Scan the entries for lines with "item" and say how many there are, with nothing more.
↓↓↓
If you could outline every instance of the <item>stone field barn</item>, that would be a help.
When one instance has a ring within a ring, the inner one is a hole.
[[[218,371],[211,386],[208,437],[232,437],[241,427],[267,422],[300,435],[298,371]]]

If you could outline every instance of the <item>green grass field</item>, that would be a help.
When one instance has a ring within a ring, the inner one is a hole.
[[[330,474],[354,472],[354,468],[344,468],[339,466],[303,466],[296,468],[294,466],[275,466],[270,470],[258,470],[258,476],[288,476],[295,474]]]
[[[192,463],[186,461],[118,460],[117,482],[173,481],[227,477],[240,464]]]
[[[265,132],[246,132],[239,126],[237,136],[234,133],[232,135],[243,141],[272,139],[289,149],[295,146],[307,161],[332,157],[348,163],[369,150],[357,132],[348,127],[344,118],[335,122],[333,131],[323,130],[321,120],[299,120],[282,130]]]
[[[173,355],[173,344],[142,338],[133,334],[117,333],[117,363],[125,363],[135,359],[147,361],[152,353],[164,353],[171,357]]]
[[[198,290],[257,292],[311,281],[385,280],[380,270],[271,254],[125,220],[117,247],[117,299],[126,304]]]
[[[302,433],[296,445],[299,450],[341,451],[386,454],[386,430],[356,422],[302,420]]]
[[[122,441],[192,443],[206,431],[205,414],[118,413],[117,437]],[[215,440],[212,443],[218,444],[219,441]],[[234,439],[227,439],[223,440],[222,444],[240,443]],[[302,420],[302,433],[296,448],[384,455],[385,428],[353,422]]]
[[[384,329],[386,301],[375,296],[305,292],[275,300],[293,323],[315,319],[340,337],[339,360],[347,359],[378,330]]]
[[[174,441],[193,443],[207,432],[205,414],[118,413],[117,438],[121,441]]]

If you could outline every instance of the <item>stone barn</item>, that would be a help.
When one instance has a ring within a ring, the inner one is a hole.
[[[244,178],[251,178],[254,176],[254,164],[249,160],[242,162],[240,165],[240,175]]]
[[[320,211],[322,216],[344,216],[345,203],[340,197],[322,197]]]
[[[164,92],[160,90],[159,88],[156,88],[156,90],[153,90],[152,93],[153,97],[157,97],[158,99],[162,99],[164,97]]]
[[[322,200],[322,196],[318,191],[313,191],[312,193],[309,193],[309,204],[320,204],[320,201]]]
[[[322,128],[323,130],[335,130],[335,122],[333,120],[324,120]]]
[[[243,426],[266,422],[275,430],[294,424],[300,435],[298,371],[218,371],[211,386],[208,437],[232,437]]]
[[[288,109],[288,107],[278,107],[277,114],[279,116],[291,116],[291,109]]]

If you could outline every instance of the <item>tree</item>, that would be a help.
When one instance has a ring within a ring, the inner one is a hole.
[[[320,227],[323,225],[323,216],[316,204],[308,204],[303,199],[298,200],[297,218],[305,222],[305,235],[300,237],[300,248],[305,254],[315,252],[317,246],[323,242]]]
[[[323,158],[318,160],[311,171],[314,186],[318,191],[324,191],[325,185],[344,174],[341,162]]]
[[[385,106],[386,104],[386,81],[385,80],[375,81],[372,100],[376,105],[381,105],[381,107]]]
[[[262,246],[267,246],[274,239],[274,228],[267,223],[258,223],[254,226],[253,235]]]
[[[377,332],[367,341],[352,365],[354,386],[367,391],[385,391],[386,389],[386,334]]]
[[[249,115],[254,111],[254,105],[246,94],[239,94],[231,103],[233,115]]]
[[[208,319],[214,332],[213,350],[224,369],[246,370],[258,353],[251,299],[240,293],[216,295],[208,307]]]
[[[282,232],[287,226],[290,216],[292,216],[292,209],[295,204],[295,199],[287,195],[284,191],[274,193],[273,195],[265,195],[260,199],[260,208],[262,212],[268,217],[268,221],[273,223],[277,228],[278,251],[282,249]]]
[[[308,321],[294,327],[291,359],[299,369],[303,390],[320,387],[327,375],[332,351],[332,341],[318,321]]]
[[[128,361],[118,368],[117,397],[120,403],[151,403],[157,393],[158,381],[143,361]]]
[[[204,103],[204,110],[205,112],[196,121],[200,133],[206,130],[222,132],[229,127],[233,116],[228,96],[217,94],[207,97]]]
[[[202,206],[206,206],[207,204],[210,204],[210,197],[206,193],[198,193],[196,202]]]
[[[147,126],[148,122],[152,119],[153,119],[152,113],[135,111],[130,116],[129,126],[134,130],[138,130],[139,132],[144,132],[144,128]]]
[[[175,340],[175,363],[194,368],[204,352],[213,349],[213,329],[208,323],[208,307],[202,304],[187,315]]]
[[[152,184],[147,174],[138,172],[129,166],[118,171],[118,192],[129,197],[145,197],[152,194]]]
↑↑↑
↓↓↓
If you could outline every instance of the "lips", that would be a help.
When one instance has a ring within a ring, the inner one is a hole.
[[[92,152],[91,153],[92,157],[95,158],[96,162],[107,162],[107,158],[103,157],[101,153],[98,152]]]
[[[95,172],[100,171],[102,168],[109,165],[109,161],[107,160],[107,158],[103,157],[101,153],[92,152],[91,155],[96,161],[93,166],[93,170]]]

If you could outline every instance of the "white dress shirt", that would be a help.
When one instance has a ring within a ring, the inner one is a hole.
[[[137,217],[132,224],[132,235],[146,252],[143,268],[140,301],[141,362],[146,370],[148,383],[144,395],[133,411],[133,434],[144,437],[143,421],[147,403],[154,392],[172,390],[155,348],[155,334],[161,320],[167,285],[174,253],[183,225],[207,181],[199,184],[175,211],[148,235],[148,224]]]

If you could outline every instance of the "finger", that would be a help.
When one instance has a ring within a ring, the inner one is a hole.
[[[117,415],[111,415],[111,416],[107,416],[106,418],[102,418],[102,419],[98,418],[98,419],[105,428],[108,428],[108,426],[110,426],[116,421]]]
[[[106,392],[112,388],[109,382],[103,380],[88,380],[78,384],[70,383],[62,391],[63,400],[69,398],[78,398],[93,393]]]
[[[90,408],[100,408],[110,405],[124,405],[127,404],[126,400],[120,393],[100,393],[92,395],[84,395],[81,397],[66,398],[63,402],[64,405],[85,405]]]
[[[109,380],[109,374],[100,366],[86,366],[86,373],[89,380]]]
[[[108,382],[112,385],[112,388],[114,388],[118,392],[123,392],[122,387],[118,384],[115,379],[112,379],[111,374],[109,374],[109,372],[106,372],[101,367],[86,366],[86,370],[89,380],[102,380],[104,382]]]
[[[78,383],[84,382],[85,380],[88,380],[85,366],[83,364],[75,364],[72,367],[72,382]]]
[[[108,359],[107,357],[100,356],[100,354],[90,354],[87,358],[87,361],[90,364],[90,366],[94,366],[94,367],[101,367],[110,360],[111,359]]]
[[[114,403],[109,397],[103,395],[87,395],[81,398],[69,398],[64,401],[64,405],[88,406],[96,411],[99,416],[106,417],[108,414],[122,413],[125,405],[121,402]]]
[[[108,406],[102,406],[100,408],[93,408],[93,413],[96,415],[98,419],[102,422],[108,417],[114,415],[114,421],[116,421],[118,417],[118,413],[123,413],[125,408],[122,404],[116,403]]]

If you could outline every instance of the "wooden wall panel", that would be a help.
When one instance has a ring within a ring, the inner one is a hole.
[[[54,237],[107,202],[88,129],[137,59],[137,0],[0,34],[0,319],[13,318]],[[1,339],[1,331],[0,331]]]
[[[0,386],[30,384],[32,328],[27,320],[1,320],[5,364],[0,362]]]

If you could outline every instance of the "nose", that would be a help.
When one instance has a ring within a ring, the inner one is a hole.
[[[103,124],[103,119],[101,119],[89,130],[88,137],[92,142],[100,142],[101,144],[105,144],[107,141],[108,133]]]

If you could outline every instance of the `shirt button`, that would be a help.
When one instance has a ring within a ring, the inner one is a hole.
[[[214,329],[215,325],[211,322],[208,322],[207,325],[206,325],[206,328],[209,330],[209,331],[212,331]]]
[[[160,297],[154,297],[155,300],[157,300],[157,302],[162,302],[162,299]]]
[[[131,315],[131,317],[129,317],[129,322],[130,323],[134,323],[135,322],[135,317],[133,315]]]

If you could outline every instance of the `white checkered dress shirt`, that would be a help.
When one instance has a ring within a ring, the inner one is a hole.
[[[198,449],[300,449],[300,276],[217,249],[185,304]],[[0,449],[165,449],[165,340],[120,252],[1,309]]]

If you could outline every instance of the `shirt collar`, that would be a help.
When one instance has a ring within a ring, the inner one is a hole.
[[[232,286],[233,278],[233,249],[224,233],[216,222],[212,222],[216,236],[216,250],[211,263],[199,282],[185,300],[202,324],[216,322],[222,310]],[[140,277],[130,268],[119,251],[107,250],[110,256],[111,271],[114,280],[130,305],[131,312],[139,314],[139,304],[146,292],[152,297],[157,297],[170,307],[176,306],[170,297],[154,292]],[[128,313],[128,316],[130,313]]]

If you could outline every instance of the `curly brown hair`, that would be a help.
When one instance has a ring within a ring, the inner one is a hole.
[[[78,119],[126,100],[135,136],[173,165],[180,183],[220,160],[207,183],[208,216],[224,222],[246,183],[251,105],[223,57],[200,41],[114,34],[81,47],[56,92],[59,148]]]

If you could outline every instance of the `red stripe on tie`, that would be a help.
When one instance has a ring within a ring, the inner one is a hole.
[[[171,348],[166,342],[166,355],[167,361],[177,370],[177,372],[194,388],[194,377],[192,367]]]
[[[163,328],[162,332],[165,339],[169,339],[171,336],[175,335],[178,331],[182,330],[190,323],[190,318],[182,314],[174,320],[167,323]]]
↑↑↑
- Result -
4